What you have to do: The reply should hold only the lines below from the one with "Target: lake water" to the end, each copied exactly.

Records from a data collection

*** Begin section ***

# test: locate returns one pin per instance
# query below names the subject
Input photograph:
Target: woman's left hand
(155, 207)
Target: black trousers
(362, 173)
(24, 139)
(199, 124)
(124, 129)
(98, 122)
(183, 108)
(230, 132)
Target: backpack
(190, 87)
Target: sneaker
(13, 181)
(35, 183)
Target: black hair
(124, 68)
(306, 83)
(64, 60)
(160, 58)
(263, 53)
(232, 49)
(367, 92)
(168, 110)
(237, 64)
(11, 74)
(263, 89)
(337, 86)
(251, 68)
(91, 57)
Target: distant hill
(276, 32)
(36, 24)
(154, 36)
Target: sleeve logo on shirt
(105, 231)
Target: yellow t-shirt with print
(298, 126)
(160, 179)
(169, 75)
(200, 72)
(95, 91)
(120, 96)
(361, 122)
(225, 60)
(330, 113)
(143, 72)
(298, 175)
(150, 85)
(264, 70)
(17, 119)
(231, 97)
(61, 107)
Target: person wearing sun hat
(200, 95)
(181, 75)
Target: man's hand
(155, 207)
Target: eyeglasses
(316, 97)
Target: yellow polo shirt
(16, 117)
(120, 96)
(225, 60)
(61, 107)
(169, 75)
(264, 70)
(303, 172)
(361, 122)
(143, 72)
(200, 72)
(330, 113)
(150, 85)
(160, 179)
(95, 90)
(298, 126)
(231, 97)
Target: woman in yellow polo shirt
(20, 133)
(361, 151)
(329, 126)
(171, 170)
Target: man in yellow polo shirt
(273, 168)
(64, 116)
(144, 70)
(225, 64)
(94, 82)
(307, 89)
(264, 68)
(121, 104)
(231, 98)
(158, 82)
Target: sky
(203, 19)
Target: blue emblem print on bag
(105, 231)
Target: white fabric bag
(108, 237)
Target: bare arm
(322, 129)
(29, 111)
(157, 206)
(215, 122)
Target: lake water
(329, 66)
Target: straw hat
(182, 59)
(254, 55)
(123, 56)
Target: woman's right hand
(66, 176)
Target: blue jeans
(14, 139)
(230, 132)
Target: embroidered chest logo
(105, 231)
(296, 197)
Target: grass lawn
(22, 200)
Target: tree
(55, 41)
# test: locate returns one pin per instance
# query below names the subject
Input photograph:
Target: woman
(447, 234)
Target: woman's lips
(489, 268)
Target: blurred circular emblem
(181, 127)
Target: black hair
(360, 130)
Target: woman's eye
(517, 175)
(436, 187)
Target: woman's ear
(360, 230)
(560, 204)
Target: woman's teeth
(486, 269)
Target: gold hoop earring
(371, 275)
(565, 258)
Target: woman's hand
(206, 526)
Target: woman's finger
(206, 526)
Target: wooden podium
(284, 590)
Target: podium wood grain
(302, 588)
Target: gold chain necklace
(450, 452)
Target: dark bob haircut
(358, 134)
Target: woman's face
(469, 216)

*** End section ***

Finished task:
Target: lake water
(329, 66)
Target: straw hat
(182, 59)
(254, 55)
(123, 56)
Target: woman's right hand
(66, 176)
Target: blue jeans
(14, 139)
(230, 132)
Target: embroidered chest logo
(105, 231)
(296, 197)
Target: grass lawn
(22, 200)
Target: tree
(55, 41)
# test: locate returns one pin per instance
# query below names the subject
Input photograph:
Target: woman
(447, 234)
Target: woman's lips
(489, 268)
Target: blurred circular emblem
(181, 127)
Target: black hair
(360, 130)
Target: woman's eye
(517, 175)
(436, 187)
Target: woman's ear
(360, 230)
(560, 204)
Target: woman's teeth
(486, 269)
Target: gold hoop earring
(371, 275)
(565, 258)
Target: woman's hand
(206, 526)
Target: woman's finger
(206, 526)
Target: wooden podium
(284, 590)
Target: podium wood grain
(302, 588)
Target: gold chain necklace
(450, 452)
Target: dark bob haircut
(358, 134)
Target: woman's face
(469, 216)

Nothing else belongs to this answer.